USING THE INFORMATION:
1: Answer these questions from the text on addiction and modern dislocation.
(a) What has nobody ever received funding to do?
(b) What does Bruce Alexander name as the unique source of deep stress that the modern world brings?
(c) According to the text, what measure has been steadily falling?
2: Write the next part of the text on addiction and modern dislocation, starting after its last sentence.

EXTRACT TO READ:
####################
Nobody has ever received funding to replicate the Rat Park experiment.
As I walked the streets of Vancouver trying to digest all this, I began to think again about the very beginning of this story, and I saw something I had not seen before.
There were three questions I had never understood. Why did the drug war begin when it did, in the early twentieth century? Why were people so receptive to Harry Anslinger’s message? And once it was clear that it was having the opposite effect to the one that was intended—that it was increasing addiction and supercharging crime—why was it intensified, rather than abandoned?
I think Bruce Alexander’s breakthrough may hold the answer.
“Human beings only become addicted when they cannot find anything better to live for and when they desperately need to fill the emptiness that threatens to destroy them,” Bruce explained in a lecture in London31 in 2011. “The need to fill an inner void is not limited to people who become drug addicts, but afflicts the vast majority of people of the late modern era, to a greater or lesser degree.”
A sense of dislocation has been spreading through our societies like a bone cancer throughout the twentieth century. We all feel it: we have become richer, but less connected to one another. Countless studies prove32 this is more than a hunch, but here’s just one: the average number of close friends a person has has been steadily falling. We are increasingly alone, so we are increasingly addicted. “We’re talking about learning to live with the modern age,” Bruce believes. The modern world has many incredible benefits, but it also brings with it a source of deep stress that is unique: dislocation. “Being atomized and fragmented and all on [your] own—that’s no part of human evolution and it’s no part of the evolution of any society,” he told me.
And then there is another kicker. At the same time that our bonds with one another have been withering, we are told—incessantly, all day, every day, by a vast advertising-shopping machine—to invest our hopes and dreams in a very different direction: buying and consuming objects. Gabor tells me: “The whole economy is based around appealing to and heightening every false need and desire, for the purpose of selling products. So people are always trying to find satisfaction and fulfillment in products.” This is a key reason why, he says, “we live in a highly addicted society.” We have separated from one another and turned instead to things for happiness—but things can only ever offer us the thinnest of satisfactions.
####################
SUPPLIED DATA:
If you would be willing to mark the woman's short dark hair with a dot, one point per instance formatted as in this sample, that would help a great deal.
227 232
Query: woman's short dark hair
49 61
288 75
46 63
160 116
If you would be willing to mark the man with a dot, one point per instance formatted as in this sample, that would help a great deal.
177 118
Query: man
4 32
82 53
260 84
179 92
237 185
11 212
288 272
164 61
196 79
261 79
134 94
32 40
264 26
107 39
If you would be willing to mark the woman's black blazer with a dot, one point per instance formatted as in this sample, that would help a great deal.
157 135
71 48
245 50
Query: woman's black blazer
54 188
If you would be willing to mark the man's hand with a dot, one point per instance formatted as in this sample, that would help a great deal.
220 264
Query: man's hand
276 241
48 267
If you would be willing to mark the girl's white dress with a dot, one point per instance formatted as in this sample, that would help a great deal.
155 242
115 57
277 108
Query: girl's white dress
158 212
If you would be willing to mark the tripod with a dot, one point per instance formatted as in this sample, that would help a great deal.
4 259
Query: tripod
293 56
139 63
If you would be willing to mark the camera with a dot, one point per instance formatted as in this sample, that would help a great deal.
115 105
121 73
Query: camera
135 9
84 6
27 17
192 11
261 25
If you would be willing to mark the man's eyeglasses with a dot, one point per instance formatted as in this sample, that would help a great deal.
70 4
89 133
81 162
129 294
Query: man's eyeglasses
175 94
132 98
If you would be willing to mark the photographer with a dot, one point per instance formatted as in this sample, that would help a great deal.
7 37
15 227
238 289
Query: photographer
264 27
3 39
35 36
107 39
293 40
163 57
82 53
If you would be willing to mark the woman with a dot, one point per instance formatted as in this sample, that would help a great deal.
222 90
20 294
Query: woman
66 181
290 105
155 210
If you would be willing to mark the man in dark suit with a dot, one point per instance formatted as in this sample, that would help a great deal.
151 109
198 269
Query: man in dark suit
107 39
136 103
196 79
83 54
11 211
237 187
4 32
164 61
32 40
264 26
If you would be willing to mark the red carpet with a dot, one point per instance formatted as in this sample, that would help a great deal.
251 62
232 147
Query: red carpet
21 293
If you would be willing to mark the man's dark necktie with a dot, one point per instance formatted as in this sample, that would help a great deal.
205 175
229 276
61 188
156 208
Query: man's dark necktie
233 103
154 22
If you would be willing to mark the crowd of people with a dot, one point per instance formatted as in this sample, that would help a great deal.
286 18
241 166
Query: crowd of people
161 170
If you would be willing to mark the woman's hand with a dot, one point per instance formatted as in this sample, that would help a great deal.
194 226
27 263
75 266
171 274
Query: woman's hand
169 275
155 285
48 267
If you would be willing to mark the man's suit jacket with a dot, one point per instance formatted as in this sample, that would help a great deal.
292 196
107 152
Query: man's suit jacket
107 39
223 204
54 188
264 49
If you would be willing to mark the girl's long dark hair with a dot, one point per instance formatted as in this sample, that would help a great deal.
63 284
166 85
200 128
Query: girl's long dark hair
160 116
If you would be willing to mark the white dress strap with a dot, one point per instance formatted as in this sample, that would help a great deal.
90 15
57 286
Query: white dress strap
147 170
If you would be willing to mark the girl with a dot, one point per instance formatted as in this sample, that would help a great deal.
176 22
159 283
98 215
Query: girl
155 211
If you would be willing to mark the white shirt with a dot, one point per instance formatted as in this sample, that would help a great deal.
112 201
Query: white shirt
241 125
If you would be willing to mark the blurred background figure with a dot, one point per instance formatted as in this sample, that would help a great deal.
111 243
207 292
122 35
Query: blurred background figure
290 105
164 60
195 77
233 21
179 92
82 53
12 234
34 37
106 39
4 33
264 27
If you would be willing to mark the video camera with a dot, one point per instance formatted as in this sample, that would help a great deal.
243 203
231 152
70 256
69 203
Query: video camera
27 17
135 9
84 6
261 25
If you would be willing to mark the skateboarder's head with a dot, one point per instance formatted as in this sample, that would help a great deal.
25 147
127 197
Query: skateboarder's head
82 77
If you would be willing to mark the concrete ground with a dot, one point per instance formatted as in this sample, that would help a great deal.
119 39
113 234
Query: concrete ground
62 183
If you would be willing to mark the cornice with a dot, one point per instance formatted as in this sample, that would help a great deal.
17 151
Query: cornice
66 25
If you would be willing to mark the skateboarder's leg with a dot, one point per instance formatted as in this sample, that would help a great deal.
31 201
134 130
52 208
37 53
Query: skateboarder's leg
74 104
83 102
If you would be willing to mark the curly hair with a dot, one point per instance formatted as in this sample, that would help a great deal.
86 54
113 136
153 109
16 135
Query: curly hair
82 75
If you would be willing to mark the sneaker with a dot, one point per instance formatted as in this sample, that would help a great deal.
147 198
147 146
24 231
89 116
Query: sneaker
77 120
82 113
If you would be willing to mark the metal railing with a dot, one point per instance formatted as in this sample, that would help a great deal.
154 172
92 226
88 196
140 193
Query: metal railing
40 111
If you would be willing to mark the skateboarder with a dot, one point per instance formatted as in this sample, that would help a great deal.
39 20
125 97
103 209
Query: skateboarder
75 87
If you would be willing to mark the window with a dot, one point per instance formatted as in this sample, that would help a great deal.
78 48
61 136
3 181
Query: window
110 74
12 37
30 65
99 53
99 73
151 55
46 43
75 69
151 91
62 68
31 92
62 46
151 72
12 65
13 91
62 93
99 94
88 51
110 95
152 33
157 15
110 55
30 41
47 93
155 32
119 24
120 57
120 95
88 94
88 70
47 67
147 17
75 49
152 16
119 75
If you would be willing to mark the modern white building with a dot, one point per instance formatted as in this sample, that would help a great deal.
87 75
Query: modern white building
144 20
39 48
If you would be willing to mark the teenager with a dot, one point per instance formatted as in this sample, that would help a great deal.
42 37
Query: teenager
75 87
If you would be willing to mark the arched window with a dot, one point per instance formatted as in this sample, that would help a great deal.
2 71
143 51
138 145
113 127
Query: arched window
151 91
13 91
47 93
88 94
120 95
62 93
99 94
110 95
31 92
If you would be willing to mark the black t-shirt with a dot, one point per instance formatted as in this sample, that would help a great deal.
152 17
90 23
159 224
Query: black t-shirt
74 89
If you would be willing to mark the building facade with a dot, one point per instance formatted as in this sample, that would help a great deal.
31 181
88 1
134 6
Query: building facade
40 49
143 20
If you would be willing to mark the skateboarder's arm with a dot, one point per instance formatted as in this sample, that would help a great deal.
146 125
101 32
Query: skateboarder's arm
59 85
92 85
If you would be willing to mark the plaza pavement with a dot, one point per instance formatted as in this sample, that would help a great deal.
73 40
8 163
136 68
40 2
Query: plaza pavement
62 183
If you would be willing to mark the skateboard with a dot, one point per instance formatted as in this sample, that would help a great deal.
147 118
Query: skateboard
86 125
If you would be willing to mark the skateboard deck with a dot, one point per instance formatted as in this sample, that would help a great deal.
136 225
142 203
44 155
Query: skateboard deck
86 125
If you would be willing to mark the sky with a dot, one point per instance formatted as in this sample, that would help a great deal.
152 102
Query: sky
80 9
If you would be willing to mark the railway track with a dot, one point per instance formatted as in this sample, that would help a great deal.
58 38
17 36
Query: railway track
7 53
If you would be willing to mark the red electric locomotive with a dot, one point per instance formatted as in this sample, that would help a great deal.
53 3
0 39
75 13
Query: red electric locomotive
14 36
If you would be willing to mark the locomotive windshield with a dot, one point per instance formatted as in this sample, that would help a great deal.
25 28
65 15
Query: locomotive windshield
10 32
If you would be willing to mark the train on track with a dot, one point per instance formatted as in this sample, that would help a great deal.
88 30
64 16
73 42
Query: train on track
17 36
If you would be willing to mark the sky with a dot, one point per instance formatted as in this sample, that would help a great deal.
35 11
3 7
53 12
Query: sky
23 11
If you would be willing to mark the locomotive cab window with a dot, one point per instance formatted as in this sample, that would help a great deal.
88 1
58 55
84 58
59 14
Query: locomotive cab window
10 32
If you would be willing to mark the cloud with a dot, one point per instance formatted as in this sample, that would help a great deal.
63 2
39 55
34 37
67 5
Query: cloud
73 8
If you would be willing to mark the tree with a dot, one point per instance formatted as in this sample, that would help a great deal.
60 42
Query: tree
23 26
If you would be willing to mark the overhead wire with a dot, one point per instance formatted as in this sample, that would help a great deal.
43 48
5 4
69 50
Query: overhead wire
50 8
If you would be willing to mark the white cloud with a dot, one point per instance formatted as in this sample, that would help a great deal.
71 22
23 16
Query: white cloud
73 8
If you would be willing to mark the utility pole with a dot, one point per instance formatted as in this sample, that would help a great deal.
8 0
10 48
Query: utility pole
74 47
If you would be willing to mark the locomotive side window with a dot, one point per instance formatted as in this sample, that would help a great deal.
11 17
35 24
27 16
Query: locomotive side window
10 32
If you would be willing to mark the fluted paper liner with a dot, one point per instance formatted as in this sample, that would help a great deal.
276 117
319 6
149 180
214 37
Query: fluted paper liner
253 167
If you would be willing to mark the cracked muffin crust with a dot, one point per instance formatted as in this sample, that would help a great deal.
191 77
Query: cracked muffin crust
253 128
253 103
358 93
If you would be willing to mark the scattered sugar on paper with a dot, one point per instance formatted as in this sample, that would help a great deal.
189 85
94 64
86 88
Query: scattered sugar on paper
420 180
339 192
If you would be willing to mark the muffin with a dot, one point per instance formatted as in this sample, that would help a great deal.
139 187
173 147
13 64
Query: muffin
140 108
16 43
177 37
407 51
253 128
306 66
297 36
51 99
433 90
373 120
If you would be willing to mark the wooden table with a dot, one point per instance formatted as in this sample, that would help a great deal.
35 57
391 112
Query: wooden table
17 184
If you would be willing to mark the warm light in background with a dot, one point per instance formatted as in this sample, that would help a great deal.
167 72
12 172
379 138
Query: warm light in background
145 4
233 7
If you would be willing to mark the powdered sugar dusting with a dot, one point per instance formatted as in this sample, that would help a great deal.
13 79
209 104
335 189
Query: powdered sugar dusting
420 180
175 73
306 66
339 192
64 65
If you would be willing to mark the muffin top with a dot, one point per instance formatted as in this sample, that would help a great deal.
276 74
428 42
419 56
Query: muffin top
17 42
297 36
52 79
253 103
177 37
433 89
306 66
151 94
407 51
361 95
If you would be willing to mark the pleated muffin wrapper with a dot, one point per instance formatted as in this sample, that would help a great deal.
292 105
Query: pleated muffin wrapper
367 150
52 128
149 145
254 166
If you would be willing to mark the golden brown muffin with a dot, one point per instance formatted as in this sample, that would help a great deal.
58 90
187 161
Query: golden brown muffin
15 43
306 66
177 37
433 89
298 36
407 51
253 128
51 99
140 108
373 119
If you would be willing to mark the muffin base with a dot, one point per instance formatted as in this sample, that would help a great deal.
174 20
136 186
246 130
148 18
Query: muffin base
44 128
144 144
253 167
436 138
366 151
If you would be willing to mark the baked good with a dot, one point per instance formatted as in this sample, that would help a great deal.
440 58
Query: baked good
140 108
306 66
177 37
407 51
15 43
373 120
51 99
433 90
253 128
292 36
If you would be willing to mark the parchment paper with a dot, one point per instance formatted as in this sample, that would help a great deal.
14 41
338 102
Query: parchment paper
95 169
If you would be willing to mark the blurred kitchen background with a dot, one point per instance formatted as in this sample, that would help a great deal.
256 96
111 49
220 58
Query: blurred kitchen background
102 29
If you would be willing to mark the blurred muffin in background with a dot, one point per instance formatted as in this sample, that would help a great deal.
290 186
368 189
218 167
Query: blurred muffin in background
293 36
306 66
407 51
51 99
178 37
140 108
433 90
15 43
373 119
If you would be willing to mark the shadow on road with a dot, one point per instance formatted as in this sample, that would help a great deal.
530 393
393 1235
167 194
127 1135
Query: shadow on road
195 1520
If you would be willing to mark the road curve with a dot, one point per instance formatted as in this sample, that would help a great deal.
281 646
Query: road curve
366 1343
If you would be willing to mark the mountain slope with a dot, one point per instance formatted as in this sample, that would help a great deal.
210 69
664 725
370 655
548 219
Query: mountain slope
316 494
####################
EXPECTED RESPONSES:
1:
(a) Replicate the Rat Park experiment.
(b) Dislocation.
(c) The average number of close friends a person has.

2:
This is where the drug war comes in. These processes began in the early twentieth century—and the drug war followed soon after. The drug war wasn’t just driven, then, by a race panic. It was driven by an addiction panic—and it had a real cause. But the cause wasn’t a growth in drugs. It was a growth in dislocation.
The drug war began when it did because we were afraid of our own addictive impulses, rising all around us because we were so alone. So, like an evangelical preacher who rages against gays because he is afraid of his own desire to have sex with men, are we raging against addicts because we are afraid of our own growing vulnerability to addiction?
After I met Bruce for the last time, I sat on a bench in Pigeon Park, a small concrete sprawl on the Downtown Eastside where addicts drink and talk and buy drugs, and tried to understand: How does all this change the way we should think about the drug war now?
Bruce says that at the moment, when we think about recovery from addiction, we see it through only one lens—the individual. We believe the problem is in the addict and she has to sort it out for herself, or in a circle of her fellow addicts.
But this is, he believes, like looking at the rats in the isolated cages and seeing them as morally flawed: it misses the point. He argues we need to refocus our eyes, as if staring at a Magic Eye picture, to see that the problem isn’t in them, it’s in the culture. Stop thinking only about individual recovery, he argues, and start thinking about “social recovery.”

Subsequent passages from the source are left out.